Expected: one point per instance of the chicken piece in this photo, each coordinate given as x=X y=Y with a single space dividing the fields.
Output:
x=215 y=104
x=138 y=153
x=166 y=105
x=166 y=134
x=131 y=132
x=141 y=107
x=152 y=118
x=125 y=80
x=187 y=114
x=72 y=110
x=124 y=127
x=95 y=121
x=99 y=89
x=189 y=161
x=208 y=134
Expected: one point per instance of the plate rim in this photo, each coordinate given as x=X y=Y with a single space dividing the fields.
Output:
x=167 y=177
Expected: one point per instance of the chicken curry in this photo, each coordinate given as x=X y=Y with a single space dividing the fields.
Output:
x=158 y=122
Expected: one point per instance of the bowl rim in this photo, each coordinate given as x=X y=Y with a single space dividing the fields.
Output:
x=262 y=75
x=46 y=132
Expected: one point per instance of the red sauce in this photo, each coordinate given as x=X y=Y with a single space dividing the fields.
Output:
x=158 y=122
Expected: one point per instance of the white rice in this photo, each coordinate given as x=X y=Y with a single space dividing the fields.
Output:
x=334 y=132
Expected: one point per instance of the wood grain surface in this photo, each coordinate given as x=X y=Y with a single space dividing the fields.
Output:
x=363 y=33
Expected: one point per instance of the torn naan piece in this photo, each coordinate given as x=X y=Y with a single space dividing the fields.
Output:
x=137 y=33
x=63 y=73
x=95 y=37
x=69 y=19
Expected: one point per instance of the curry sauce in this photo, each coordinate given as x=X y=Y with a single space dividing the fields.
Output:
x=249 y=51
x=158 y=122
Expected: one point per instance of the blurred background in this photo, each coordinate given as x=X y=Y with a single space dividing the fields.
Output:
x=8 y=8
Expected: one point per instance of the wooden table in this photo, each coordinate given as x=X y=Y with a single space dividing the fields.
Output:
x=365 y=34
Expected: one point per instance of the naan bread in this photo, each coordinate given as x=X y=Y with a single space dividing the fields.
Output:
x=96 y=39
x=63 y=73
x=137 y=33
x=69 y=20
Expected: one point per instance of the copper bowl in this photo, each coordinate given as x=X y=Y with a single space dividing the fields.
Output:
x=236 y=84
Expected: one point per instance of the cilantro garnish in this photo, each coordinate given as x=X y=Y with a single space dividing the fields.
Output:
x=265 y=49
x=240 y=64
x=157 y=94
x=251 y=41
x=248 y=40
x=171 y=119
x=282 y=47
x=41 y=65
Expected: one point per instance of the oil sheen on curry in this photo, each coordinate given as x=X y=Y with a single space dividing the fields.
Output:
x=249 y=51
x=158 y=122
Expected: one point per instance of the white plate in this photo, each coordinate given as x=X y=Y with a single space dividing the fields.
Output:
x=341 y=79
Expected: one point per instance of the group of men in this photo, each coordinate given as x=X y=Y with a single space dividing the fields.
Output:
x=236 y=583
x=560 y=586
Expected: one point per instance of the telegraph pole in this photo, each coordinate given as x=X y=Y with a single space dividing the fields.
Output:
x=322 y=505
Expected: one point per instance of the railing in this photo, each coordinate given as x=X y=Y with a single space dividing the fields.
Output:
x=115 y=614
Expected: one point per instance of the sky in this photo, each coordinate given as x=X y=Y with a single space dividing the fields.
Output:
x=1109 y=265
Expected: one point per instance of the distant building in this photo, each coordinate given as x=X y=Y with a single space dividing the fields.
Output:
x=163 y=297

※ ※ ※

### THE PROBLEM
Format every line of the material above as a numbered list, leaving out any blank lines.

### FINISHED TASK
1. Expected: one point per instance of the chicken piece in this photo, each coordinate given as x=X y=Y with a single space dividing the fields.
2. Output:
3. x=215 y=104
4. x=138 y=153
5. x=166 y=105
6. x=166 y=134
7. x=131 y=132
8. x=141 y=107
9. x=152 y=118
10. x=125 y=80
11. x=187 y=114
12. x=72 y=110
13. x=124 y=127
14. x=95 y=121
15. x=99 y=89
16. x=189 y=161
17. x=208 y=134
18. Expected: one point per instance of the plate rim in this photo, each coordinate given as x=X y=Y with a single space dividing the fields.
19. Output:
20. x=167 y=177
21. Expected: one point per instance of the chicken curry in this photo, each coordinate given as x=X y=Y with a single space dividing the fields.
22. Output:
23. x=158 y=122
24. Expected: one point per instance of the bowl rim in this photo, each coordinate given as x=X y=Y with a single space dividing the fields.
25. Output:
26. x=262 y=75
27. x=46 y=132
28. Expected: one point per instance of the red sauce in this photo, each coordinate given as x=X y=Y with a single space dividing the fields.
29. Output:
30. x=158 y=122
31. Expected: one point per instance of the white rice in this photo, each coordinate given as x=X y=Y with a single space dividing the fields.
32. Output:
33. x=334 y=132
34. Expected: one point per instance of the wood grain surface in this photo, each coordinate given as x=X y=Y with a single space dividing the fields.
35. Output:
36. x=363 y=33
37. Expected: one point per instance of the torn naan piece in this photo, each coordinate given as x=X y=Y with a single space dividing the fields.
38. Output:
39. x=137 y=33
40. x=63 y=73
41. x=95 y=37
42. x=69 y=19
43. Expected: one point per instance of the curry sauce in this photo, each coordinate given as x=X y=Y with a single space dividing the fields.
44. Output:
45. x=249 y=51
46. x=158 y=122
47. Expected: one point per instance of the blurred background in this photo, each coordinate given as x=X y=Y with a single space dividing the fields.
48. Output:
49. x=8 y=8
50. Expected: one point per instance of the wooden table in this photo, each coordinate given as x=X y=Y with a single space dividing the fields.
51. Output:
52. x=365 y=34
53. Expected: one point per instance of the naan bread in this photo, each coordinate given as x=X y=Y with a single space dividing the fields.
54. Output:
55. x=96 y=39
56. x=63 y=73
57. x=137 y=33
58. x=69 y=20
59. Expected: one point per instance of the copper bowl in this photo, each coordinate given as x=X y=Y with a single space dividing the fields.
60. Output:
61. x=236 y=84
62. Expected: one point per instance of the cilantro garnish in this photo, each coordinate given as x=X y=Y with a single space dividing the fields.
63. Output:
64. x=265 y=49
65. x=240 y=64
66. x=157 y=94
67. x=251 y=41
68. x=248 y=40
69. x=171 y=119
70. x=282 y=47
71. x=41 y=65
72. Expected: one point per instance of the oil sheen on curry in this photo, each coordinate given as x=X y=Y with a single space dividing the fields.
73. Output:
74. x=249 y=51
75. x=158 y=122
76. Expected: one point per instance of the white plate in this photo, each coordinate given as x=X y=Y with a single space dividing the fields.
77. Output:
78. x=341 y=79
79. Expected: one point per instance of the group of men in this photo, each coordinate given as x=X y=Y with a single space dividing the fields.
80. Output:
81. x=236 y=583
82. x=560 y=586
83. Expected: one point per instance of the telegraph pole in this photo, each coordinate given as x=X y=Y with a single space dividing the fields.
84. Output:
85. x=322 y=505
86. Expected: one point per instance of the railing in this photo, each coordinate given as x=X y=Y with a single space dividing the fields.
87. Output:
88. x=115 y=614
89. Expected: one point per instance of the sky in this photo, each coordinate given as x=X y=Y with a single space dividing the fields.
90. Output:
91. x=1109 y=265
92. Expected: one point per instance of the distant building in this photo, each coordinate given as x=X y=Y with a single space dividing the fields.
93. Output:
94. x=163 y=297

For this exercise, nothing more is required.